● Task directions
Copy out the entries below, replacing each "locate" with "find" and leaving everything else unchanged. Leave the pictures out of your answer.

******

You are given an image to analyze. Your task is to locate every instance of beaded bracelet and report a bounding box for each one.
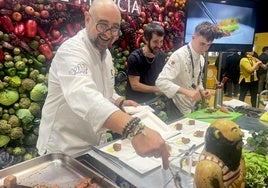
[122,117,141,139]
[118,99,125,111]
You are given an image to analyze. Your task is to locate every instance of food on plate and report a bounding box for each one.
[175,123,183,130]
[33,184,59,188]
[204,108,218,114]
[218,18,240,32]
[181,137,191,144]
[188,119,195,125]
[185,158,198,166]
[113,143,122,151]
[194,130,204,137]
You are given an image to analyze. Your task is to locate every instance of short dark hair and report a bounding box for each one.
[143,22,165,41]
[262,46,268,52]
[194,21,218,41]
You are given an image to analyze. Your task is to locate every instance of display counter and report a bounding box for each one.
[76,113,268,188]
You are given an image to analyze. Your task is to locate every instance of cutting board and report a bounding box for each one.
[184,109,243,123]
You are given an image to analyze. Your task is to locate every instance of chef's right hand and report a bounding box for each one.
[132,127,170,169]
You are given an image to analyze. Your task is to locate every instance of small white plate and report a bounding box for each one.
[133,111,179,139]
[124,105,154,114]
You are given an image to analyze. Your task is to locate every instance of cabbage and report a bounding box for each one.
[0,89,19,106]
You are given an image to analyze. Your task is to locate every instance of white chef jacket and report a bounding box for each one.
[156,43,205,114]
[37,29,120,155]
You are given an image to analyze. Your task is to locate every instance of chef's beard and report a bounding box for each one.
[90,34,116,53]
[148,44,160,56]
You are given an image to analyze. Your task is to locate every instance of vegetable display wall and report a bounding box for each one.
[0,0,185,168]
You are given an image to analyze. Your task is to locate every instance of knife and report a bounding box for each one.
[14,184,32,188]
[195,115,233,119]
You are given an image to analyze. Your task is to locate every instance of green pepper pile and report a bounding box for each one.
[0,43,48,163]
[243,129,268,188]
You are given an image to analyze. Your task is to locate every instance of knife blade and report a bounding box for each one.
[14,184,32,188]
[195,115,233,119]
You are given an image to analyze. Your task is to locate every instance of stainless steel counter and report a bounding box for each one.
[76,116,268,188]
[76,150,193,188]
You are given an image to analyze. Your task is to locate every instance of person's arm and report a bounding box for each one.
[128,75,160,93]
[103,110,169,169]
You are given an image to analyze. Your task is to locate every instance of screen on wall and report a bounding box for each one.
[184,0,257,52]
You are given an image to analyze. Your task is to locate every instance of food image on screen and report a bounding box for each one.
[184,0,257,52]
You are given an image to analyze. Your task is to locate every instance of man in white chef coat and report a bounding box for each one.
[37,0,169,168]
[156,22,219,116]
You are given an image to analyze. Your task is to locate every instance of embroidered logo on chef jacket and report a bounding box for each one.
[170,61,175,65]
[69,64,88,75]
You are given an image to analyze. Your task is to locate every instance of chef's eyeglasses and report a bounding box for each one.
[90,14,122,37]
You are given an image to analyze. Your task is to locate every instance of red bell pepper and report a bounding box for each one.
[38,43,53,59]
[51,34,64,45]
[0,49,5,62]
[66,23,76,37]
[14,22,25,36]
[0,15,14,33]
[37,26,47,39]
[25,20,37,37]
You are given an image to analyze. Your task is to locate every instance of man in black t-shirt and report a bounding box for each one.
[126,22,166,103]
[257,46,268,93]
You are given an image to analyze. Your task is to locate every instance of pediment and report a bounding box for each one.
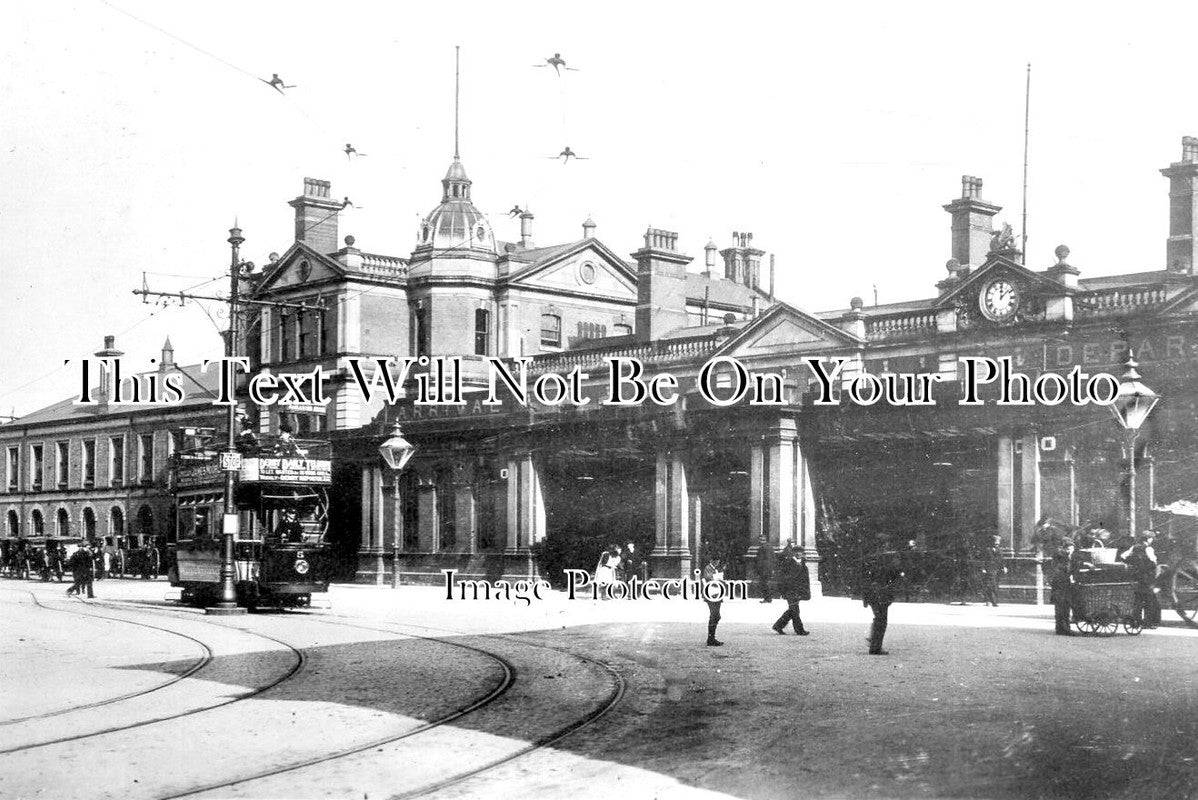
[258,242,345,293]
[715,303,864,358]
[510,243,636,299]
[936,254,1077,308]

******

● Solution
You are given an image to analyze. Your task is to find every instance of beaded bracelet and report a bounding box for each one.
[122,117,141,139]
[118,99,125,111]
You are given an image to analyze. Your task is to find every instance of food on plate and report a bounding box for each one.
[175,123,183,130]
[33,184,59,188]
[204,108,218,114]
[218,18,240,32]
[181,137,191,144]
[188,119,195,125]
[185,158,198,166]
[113,143,122,151]
[194,130,204,137]
You are given an image to analyze. Your task is to find every instance of short dark hair and report a bounding box for each one.
[143,22,165,41]
[262,46,268,52]
[194,21,218,41]
You are given an image to analyze. Your task is to find every instance of display counter and report a bounding box for each one.
[76,113,268,188]
You are given an image to analyze. Your task is to find every instance of cutting board and report a bounding box for each one.
[184,109,243,123]
You are given an image to analyze. Your task is to find every instance of chef's right hand and report a bounding box for each one.
[132,127,170,169]
You are given an image to analyze. Your task is to find every instance of small white plate and report a bounding box for each one.
[133,111,179,139]
[124,105,154,114]
You are given an image to analyze. Your task is to find every instance of cabbage and report a bounding box for each one.
[0,89,19,106]
You are given an image to analyze. Your task is to find every instance of white chef jacket and report a bounding box for each one.
[156,43,205,114]
[37,29,120,155]
You are given an image to analyze. Your task is to find every instance of chef's beard and report a bounding box for each one.
[90,34,116,53]
[148,44,160,56]
You are given an image to analyze. Your task is to find every instance of vegetable display wall and report a bounding box for each one.
[0,0,185,168]
You are given an image to analyze. Your task is to find every instance of knife and report a bounding box for each one.
[14,184,32,188]
[195,115,233,119]
You are given an image to analyze. Your task is to find every instance of green pepper pile and report a bounding box for each one.
[0,43,48,163]
[243,129,268,188]
You are given an image to analyze. Your task is to find every instance of knife blade and report a bounding box for each one.
[14,184,32,188]
[195,115,233,119]
You are given an image to analyze. Your task is to find every instance of stainless steel counter and report a bounding box for each one.
[76,116,268,188]
[76,150,193,188]
You are given an image to analyze. Your task is to find every instance of person's arm and report a bounding box for each one.
[128,75,160,93]
[103,110,169,169]
You are given an image to analyze. Your task is to find every instance of screen on wall and report a bounding box for each one.
[184,0,257,52]
You are given an image to analyze. Your task is to find every instance of food image on screen and report a bounding box for each one.
[184,0,257,52]
You are given an image to analyze. Your task is to find every instance of man in white chef coat and report a bounding box for each one.
[37,0,169,168]
[156,22,219,116]
You are given an image to analyze. Your task is to find every instance of embroidered logo on chef jacket and report a bounding box for each one.
[170,61,175,65]
[69,64,88,75]
You are given an image to analyze. Your task is to find every instance of chef's eyeglasses and report a bounding box for each one.
[90,14,122,37]
You are given an image to analyze. Your task is to find every instance of red bell pepper and report a bounding box for each one.
[38,43,53,59]
[51,34,64,45]
[0,49,5,62]
[66,23,76,37]
[14,22,25,36]
[0,15,14,33]
[37,26,47,39]
[25,20,37,37]
You are given an image to analyze. Your task is to find every instance of man in black t-shirt and report a bounding box for each one.
[126,22,166,103]
[257,46,268,93]
You are given an image to analyze. Your task is to find every instance of pediment and report a bounding box for each one.
[258,242,345,293]
[715,303,864,358]
[510,243,636,299]
[936,254,1077,308]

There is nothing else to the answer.